— Start of DATA FOR PROCESSING —

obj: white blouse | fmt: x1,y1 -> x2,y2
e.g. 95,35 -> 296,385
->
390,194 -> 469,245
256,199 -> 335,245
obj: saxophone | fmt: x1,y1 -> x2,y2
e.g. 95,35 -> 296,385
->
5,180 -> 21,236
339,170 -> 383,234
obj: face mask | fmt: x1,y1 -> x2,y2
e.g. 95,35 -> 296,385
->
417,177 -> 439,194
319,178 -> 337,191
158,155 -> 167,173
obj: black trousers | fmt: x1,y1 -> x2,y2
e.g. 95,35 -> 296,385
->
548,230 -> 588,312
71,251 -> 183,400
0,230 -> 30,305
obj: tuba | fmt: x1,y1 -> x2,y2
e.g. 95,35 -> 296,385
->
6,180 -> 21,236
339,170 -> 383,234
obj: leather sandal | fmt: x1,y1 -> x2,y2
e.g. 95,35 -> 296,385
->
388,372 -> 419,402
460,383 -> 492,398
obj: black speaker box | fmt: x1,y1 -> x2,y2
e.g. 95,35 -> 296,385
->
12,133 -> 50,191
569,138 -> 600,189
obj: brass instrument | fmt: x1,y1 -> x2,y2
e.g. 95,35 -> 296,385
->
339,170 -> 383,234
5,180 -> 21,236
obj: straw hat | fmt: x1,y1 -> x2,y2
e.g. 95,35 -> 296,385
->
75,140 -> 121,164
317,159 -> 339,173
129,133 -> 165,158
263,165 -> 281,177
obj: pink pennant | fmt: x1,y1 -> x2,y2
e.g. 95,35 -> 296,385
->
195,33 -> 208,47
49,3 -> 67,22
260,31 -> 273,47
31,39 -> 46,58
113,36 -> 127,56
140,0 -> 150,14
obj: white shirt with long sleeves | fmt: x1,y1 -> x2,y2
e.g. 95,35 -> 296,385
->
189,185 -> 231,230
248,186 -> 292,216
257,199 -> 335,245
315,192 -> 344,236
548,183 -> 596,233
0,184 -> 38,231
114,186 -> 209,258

— End of DATA FOR PROCESSING —

• WORK TO BE COMPLETED:
Every entry should be printed again exactly as it stands.

• COMPLETE ANSWER:
obj: white blouse | fmt: x1,y1 -> x2,y2
e.g. 95,35 -> 296,385
->
390,194 -> 469,245
256,199 -> 335,245
obj: saxophone | fmt: x1,y1 -> x2,y2
e.g. 95,35 -> 296,385
->
5,180 -> 21,236
339,170 -> 383,234
obj: face mask | fmt: x1,y1 -> x2,y2
e.g. 95,35 -> 296,385
->
417,177 -> 439,194
319,178 -> 337,191
158,155 -> 167,173
obj: black trousers | fmt: x1,y1 -> x2,y2
e.g. 95,35 -> 296,385
->
548,230 -> 588,312
71,251 -> 183,400
0,230 -> 30,305
obj: tuba | fmt: x1,y1 -> x2,y2
e.g. 95,35 -> 296,385
->
6,180 -> 21,236
339,170 -> 383,234
obj: leather sandal | fmt: x1,y1 -> x2,y2
e.g. 95,35 -> 296,385
->
388,372 -> 419,402
460,383 -> 492,398
obj: black speaker box | fmt: x1,y1 -> x2,y2
e.g. 95,35 -> 296,385
->
12,133 -> 50,191
569,138 -> 600,189
obj: brass instrument | fmt: x1,y1 -> x2,y2
e.g. 95,35 -> 296,385
->
339,170 -> 383,234
5,180 -> 21,236
obj: straw hat | fmt: x1,y1 -> x2,y2
e.g. 95,35 -> 296,385
->
75,140 -> 121,164
317,159 -> 339,173
129,133 -> 165,158
263,165 -> 281,177
obj: pink pennant | fmt: x1,y1 -> x2,y2
e.g. 95,35 -> 296,385
->
195,33 -> 208,47
49,3 -> 67,22
260,31 -> 273,47
31,39 -> 46,58
113,36 -> 127,56
140,0 -> 150,14
obj: white shirt with long sleeves | fmt: x1,y1 -> x2,y2
e.g. 95,35 -> 296,385
->
189,185 -> 231,230
248,186 -> 292,216
257,199 -> 335,245
315,192 -> 344,236
548,183 -> 596,233
0,184 -> 38,231
114,186 -> 209,258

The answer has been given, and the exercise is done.